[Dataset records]
::::::::

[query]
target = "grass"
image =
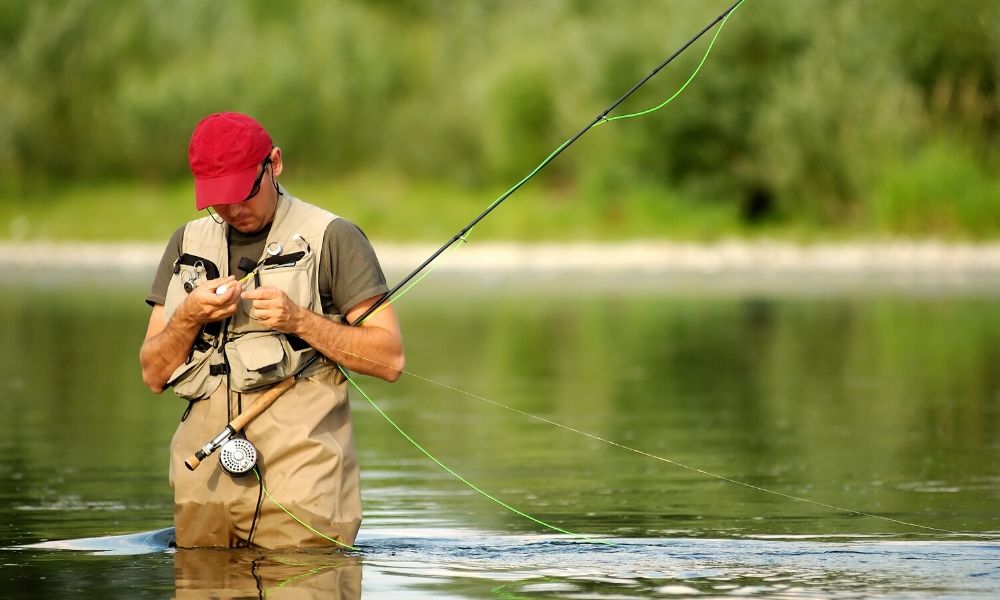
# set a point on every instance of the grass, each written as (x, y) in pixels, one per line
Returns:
(391, 208)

::::::::

Problem → Rewrite the records above as a Markdown table with the columns "Row" and "Line", numbering each non-blank line and omitting the blank ones. Leave the pictures out of your answer.

Response →
| Row | Line |
|---|---|
| 1 | [query] |
| 2 | target = "grass" |
| 3 | image = |
| 4 | # set a point on every instance of the grass, each written as (x, y) in pixels, one per line |
| 5 | Returns: |
| 6 | (391, 208) |